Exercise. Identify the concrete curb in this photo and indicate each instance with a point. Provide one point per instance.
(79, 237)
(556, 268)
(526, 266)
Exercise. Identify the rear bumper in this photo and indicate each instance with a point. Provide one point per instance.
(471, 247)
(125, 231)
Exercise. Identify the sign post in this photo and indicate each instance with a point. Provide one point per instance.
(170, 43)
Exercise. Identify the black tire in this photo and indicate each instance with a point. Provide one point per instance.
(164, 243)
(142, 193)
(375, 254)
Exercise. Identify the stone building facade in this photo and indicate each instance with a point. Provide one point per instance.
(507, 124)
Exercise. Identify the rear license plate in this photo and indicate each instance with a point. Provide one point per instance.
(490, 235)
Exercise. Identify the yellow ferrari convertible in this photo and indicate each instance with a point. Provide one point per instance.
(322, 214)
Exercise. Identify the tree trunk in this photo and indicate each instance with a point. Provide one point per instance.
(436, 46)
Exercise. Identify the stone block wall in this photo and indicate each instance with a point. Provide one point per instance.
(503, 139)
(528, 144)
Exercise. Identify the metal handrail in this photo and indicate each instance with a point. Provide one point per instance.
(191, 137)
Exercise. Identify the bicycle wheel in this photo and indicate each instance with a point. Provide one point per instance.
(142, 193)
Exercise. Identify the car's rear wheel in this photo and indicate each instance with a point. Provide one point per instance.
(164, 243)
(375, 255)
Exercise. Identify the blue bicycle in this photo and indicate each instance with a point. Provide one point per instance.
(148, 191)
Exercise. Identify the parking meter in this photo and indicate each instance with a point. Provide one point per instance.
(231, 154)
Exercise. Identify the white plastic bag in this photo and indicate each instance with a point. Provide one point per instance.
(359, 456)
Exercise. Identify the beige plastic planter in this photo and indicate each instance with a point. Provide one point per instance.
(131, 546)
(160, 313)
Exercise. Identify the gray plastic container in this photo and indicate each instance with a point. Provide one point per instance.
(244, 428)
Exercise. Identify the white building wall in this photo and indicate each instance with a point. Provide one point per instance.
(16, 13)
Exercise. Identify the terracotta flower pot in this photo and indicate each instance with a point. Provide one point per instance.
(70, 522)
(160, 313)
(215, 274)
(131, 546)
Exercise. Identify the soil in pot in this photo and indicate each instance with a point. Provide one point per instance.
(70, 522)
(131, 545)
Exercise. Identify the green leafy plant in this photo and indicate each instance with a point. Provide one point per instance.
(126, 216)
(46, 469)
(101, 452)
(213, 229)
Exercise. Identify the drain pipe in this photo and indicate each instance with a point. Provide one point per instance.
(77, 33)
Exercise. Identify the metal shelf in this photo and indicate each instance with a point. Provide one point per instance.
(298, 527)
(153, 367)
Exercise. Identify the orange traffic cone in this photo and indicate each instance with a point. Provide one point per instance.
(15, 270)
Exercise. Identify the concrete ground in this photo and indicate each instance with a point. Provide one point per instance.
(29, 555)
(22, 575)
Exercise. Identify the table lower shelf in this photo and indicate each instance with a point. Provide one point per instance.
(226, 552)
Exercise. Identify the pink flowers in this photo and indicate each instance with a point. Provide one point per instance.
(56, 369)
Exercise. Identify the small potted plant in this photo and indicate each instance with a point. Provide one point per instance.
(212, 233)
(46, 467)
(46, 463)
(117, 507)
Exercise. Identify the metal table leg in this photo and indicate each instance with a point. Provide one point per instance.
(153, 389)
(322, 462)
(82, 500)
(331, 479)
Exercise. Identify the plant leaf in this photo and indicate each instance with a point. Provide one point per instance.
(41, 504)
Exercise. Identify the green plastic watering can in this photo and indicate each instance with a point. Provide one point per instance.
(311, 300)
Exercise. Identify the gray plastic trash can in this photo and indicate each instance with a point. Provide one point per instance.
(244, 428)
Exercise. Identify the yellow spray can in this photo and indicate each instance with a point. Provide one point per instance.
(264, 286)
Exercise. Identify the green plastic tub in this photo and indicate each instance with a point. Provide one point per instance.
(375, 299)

• • • • •

Exercise requirements: Using the material above, please reproduce each line exactly.

Response:
Exercise. Identify the concrete curb in this photo and indicate each instance with a point. Provide one point per instance.
(79, 237)
(556, 268)
(526, 266)
Exercise. Identify the rear bumper in this photo and indicate each instance with a point. Provide one point per instance.
(471, 247)
(125, 231)
Exercise. Identify the sign post in this photo and indicate each instance with a point. Provide one point per instance.
(170, 43)
Exercise. Identify the black tire in this photo and indicate each instance with a point. Provide one point per instance.
(164, 243)
(142, 193)
(375, 254)
Exercise. Identify the stone building facade in this photo and indicate each instance with a point. Provide one point per instance.
(507, 124)
Exercise. Identify the rear license plate in this photo and indicate each instance with a point. Provide one point per instance.
(490, 235)
Exercise. Identify the yellow ferrari convertible in this photo and indicate each instance with a point. Provide one point per instance.
(322, 214)
Exercise. Identify the tree trunk in this photo and indicate each instance with a point. Provide one point per instance.
(436, 46)
Exercise. Identify the stone block wall in this photo and indicate each instance with a point. Provide one point per instance.
(503, 139)
(528, 144)
Exercise. Identify the metal handrail in this photo and indicate each instance with a point. Provide one point per instance.
(191, 137)
Exercise. Identify the bicycle wheel in this photo and indicate each instance with a point. Provide one point per instance.
(142, 193)
Exercise. Identify the car's rear wheel in this photo and indicate each instance with a point. Provide one point per instance.
(164, 243)
(375, 255)
Exercise. Identify the blue bicycle in this photo and indicate each instance with a point. Provide one point per instance.
(148, 191)
Exercise. Identify the parking meter in this photo and indicate each instance with a point. Provide one point per instance.
(231, 154)
Exercise. Identify the white plastic bag in this photo and indicate each instance with a point. Provide one point per instance.
(359, 456)
Exercise. Identify the beige plastic planter in this photo and indicate each instance with a point. Provide one point per instance.
(131, 546)
(160, 313)
Exercise. Identify the gray plastic container in this photo and indicate each instance with a point. Provide one point per instance.
(244, 428)
Exercise. Identify the white building wall in this photo and indicate each instance with a point. Provide one point per instance.
(16, 13)
Exercise. Identify the terracotta flower pot in this photo and indicate each instance with a point. Provide one point per instance.
(70, 522)
(160, 313)
(215, 274)
(131, 546)
Exercise. Identify the soil in pot in this photo and indicate each instance with a point. Provide one point per instance.
(70, 522)
(131, 545)
Exercise. Identify the green leafy plant in this photo and indicate each instance with a point. Provide one point per instance.
(126, 216)
(46, 469)
(101, 452)
(213, 229)
Exercise. Identify the drain pipe in this photo and indicate each instance with a point. Provide one point per instance.
(77, 33)
Exercise. Identify the metal shelf in this photo and indicate each instance with a point. Provide one point per instance.
(298, 527)
(153, 367)
Exercise. Identify the orange traffic cone in this photo and indicate each instance with a point. Provide one point per instance.
(15, 270)
Exercise. Identify the concrete ground in this photo and indicate each instance with a point. Provide one point per instance.
(29, 555)
(22, 575)
Exercise. Identify the table lower shelf in this photo and indicate each instance with a point. Provide one point per instance.
(226, 552)
Exercise. Identify the pink flowers in this photo and indicate each instance with a point. Provide one point per instance.
(56, 369)
Exercise. Identify the small potted plant in this photo and indicate each instance with a point. Provide one point per instance.
(212, 233)
(46, 467)
(46, 463)
(117, 507)
Exercise. Identify the metal table leg in this photo and indicate each instance with a point. Provide one point per instance.
(153, 389)
(322, 462)
(82, 500)
(331, 479)
Exercise. Identify the plant leaf in this photo and indicate each instance with a point. Provide one point per instance.
(41, 504)
Exercise. Identify the green plastic watering can in this photo and indicate each instance with a point. Provide one point per instance.
(311, 300)
Exercise. Identify the gray plastic trash can in this photo and indicate each instance with a point. Provide one point per instance.
(244, 428)
Exercise. Identify the yellow spray can in this photo and indicate each instance with a point. Provide one point per instance.
(264, 286)
Exercise. Identify the green plastic tub in this photo and indicate each instance with a point. Provide one point per instance.
(375, 299)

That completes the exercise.